• **WHAT IS NEEDED**
Give back the whole listing exactly as written, leaving out each picture.

• **DATASET ENTRIES**

┌──

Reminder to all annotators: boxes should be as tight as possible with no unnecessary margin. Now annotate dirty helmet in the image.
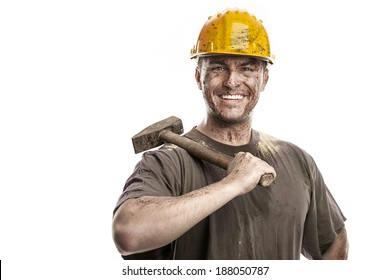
[190,8,274,64]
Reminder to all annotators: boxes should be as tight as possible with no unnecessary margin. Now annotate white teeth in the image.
[221,95,244,100]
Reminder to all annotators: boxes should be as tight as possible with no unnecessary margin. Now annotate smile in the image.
[221,95,244,100]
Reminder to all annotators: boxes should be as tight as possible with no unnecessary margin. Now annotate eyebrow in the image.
[208,57,261,67]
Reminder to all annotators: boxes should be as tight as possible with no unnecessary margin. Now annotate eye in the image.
[242,66,255,72]
[212,66,225,72]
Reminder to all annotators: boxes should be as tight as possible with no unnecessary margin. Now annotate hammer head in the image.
[132,116,184,153]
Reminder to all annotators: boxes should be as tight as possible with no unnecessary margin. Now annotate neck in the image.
[196,116,253,146]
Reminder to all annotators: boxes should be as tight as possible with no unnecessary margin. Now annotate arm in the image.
[112,152,276,256]
[322,227,349,260]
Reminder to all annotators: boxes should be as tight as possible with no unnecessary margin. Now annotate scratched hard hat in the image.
[190,8,274,64]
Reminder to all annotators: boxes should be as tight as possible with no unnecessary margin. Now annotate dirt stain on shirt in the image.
[257,133,280,156]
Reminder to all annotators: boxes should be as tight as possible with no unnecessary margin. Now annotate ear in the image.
[195,67,202,90]
[260,68,269,92]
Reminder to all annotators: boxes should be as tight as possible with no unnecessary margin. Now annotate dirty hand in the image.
[225,152,276,195]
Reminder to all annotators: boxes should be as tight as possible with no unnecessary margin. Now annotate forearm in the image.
[322,227,349,260]
[112,178,240,256]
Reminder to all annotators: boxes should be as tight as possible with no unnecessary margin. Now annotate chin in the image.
[216,113,251,125]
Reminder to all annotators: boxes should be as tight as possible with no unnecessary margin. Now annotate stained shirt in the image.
[114,128,346,260]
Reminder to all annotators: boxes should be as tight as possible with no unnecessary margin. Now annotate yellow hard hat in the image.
[190,8,274,64]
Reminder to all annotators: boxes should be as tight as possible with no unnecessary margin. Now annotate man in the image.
[112,8,348,260]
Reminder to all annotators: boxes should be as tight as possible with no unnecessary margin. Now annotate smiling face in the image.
[196,55,269,126]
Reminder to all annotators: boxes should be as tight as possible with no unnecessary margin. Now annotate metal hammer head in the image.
[132,116,184,153]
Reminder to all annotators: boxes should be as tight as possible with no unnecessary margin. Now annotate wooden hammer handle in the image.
[159,130,274,187]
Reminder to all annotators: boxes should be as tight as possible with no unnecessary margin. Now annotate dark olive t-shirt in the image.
[114,128,346,260]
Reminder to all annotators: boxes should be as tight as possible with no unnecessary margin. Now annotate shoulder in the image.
[254,130,310,158]
[253,129,318,174]
[140,143,194,166]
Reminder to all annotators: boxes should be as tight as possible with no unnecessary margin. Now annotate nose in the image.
[224,71,240,88]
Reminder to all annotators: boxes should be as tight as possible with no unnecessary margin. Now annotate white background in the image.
[1,0,389,279]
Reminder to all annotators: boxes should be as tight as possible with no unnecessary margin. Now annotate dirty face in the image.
[196,55,269,125]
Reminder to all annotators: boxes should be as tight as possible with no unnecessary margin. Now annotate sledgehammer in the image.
[132,116,275,187]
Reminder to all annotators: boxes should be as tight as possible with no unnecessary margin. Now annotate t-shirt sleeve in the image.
[113,149,182,214]
[301,152,347,259]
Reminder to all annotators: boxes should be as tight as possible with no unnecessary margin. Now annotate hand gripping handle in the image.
[159,130,275,187]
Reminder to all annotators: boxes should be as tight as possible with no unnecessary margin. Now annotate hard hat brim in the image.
[190,51,274,64]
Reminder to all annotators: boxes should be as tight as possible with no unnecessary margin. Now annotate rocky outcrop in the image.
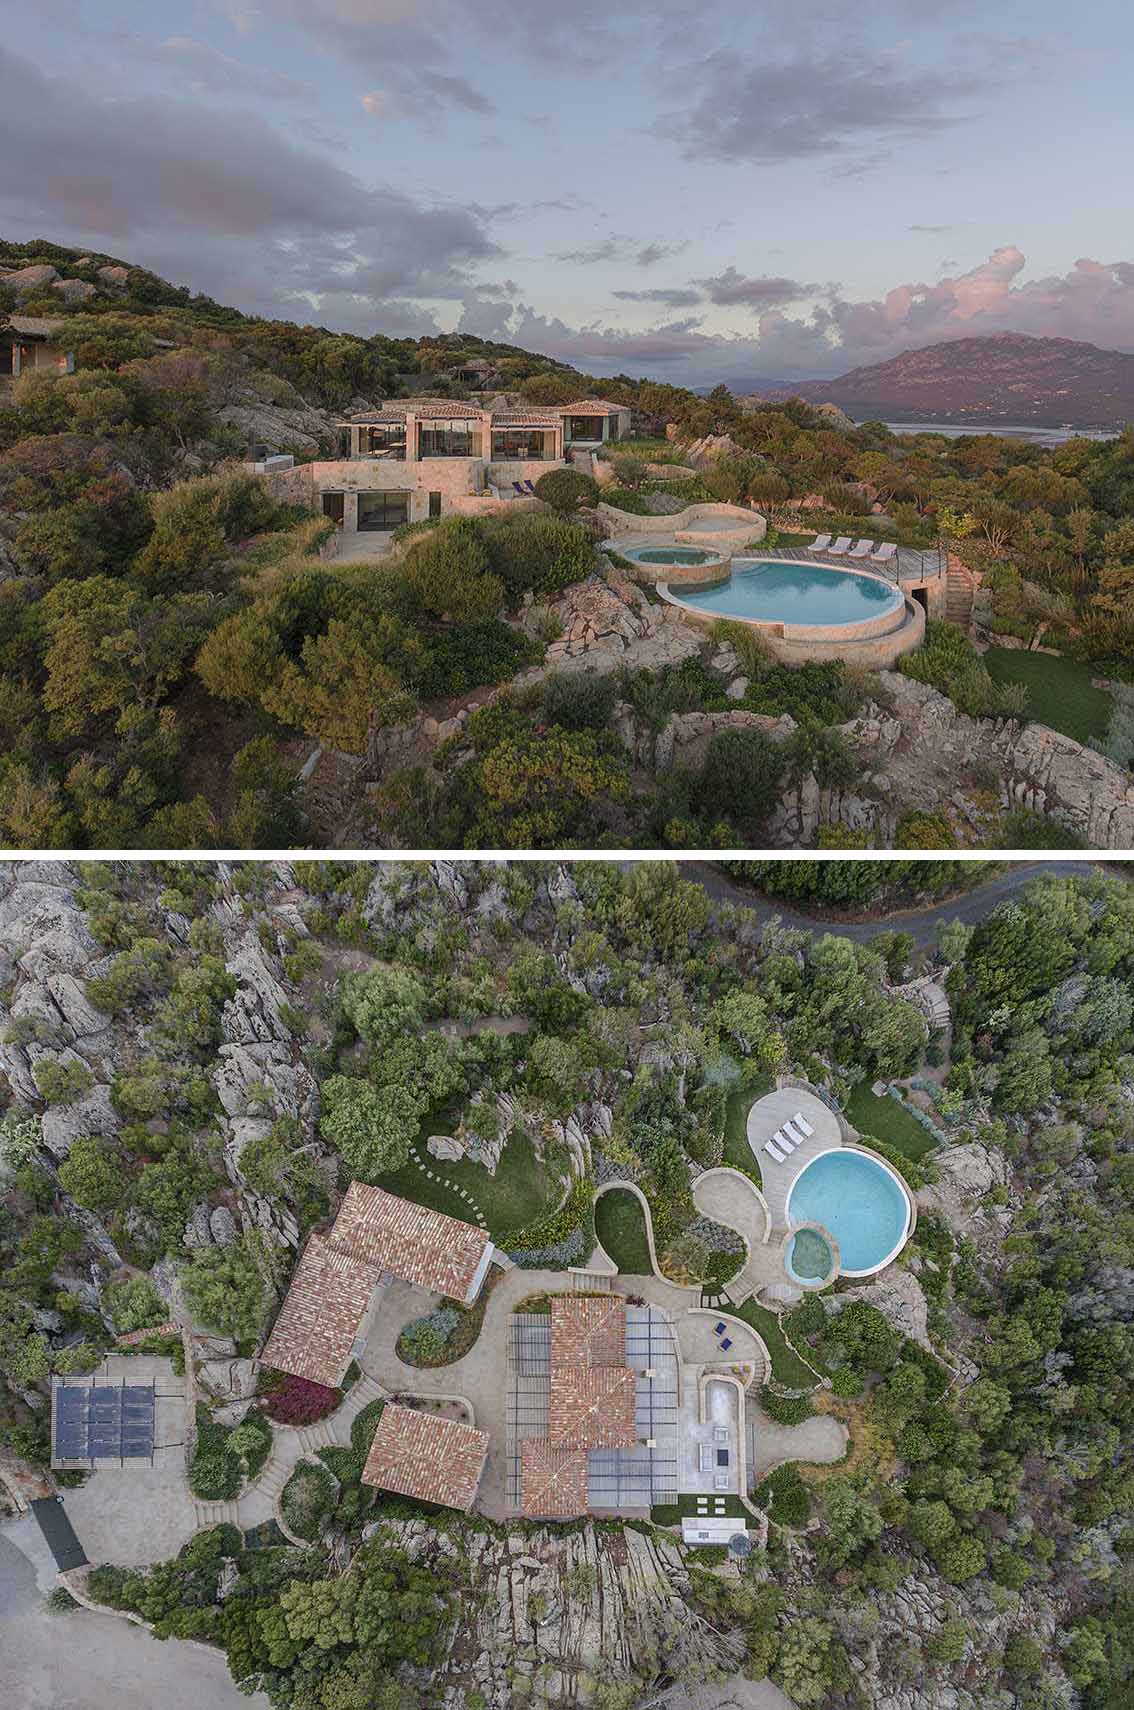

└──

• **TASK OUTPUT**
Reminder to all annotators: boxes should be as tight as possible with no unnecessary margin. Now annotate dirty helmet in the image.
[190,8,274,64]
Reminder to all annotators: boxes should be as tight as possible with no unnecessary margin. Now annotate white teeth in the image.
[221,95,244,100]
Reminder to all annotators: boxes should be as tight as possible with no unnecessary margin. Now annotate smile in the image.
[221,95,244,100]
Reminder to all annotators: boxes should be as tight as possible with no unnecessary margin. Now annotate eyebrow in the image.
[208,57,261,67]
Reminder to all annotators: boxes should be as tight as possible with no unnecessary margin. Now annotate eye in the image.
[242,66,255,72]
[212,66,225,72]
Reminder to all annotators: boxes should be as tight as possible with no unnecessary margin. Now annotate hammer head in the image.
[132,116,184,153]
Reminder to all annotators: boxes should be as tight as possible with no unnecessary margin. Now annotate neck in the image.
[196,116,253,146]
Reminder to all annotators: boxes should be as tight as possible with no unnecessary margin. Now annotate arm in the image.
[112,152,276,256]
[322,227,349,260]
Reminder to all annotators: boxes should be as tight as possible with no unnecessary margin. Now annotate scratched hard hat in the image.
[190,8,274,64]
Reminder to all annotators: boxes should be as tight as possible with no unnecessary margin. Now annotate dirt stain on shirt in the image.
[257,133,280,156]
Reminder to all annotators: boxes should be as tight as possible with no unnecessary margin. Now annotate ear in the image.
[195,67,202,90]
[260,68,269,92]
Reminder to all annotators: boxes should be as tight as possible with no unnecessary margin. Now annotate dirty hand in the image.
[225,152,276,195]
Reminder to all annotators: boxes should be as tight as possible with no unnecessary margin. Now annotate forearm in the image.
[322,227,349,260]
[112,178,240,256]
Reminder to all annotators: boxes should be as tight as possible with no unnecessary margin. Now annotate chin in the image.
[216,113,251,125]
Reminder to all annotators: boxes should be as tight as possible with no unnecessary margin. Now annotate stained shirt in the image.
[114,128,346,260]
Reminder to all annotators: boxes should be as tight as possible with no unnecessary margin. Now annotate yellow hard hat in the image.
[190,8,274,64]
Reminder to all annotators: boxes should be as tight as possible with no unnecessary margin. Now annotate man in the image.
[112,8,348,260]
Reminder to all annotators: boxes should be as tight as possible with no unnecessary margin. Now annotate smiling face in the image.
[196,55,269,126]
Reminder to all annotators: boxes should be as tight as possible with no unnecessary margin. Now annotate metal hammer head in the image.
[132,116,184,153]
Reminder to all annotators: boxes should be as tight as possible with no unnecessary margin. Now annotate wooden hammer handle in the image.
[159,130,274,187]
Reminder to all annotators: boxes should be as tight as possible with no unnecessary margin. Now annotate dark olive t-shirt in the image.
[114,128,346,260]
Reminder to all annotators: boxes should be as tight as possible with no unnecessary margin. Now annotate shoulder in the image.
[254,130,310,158]
[253,129,318,174]
[140,143,194,166]
Reminder to all annotators: boxes should be as tight as possible with no unnecessary margin. Now annotate nose in the image.
[224,71,240,88]
Reminder to all annotators: boxes should be as tight as possible with no unnecessary margin. Now annotate white background in the image.
[1,0,389,279]
Reminder to all annotators: boxes should be as tight as possible with no unnecessary margin. Now annotate dirty face in the image.
[196,55,269,125]
Reminder to all annotators: boxes should be as tight as possible with no unnecessary margin. Now annotate sledgehammer in the image.
[132,116,275,187]
Reminder to all annotators: boxes should be as tight as possible with no unnecessary margin. Now annotate t-shirt sleeve in the image.
[113,149,182,214]
[301,152,347,259]
Reminder to all annotators: boxes should be as tight as possible with no unnecessary margin. Now annotate hand gripping handle in the image.
[159,130,275,187]
Reminder to all annotators: boxes should be as tight as possible with no unnecessary margin. Now annotate hard hat brim in the image.
[190,51,274,64]
Reminder to all annotators: boxes should be as tight as possible with no unnecessary margin. Now annotate rocky outcrop in the image.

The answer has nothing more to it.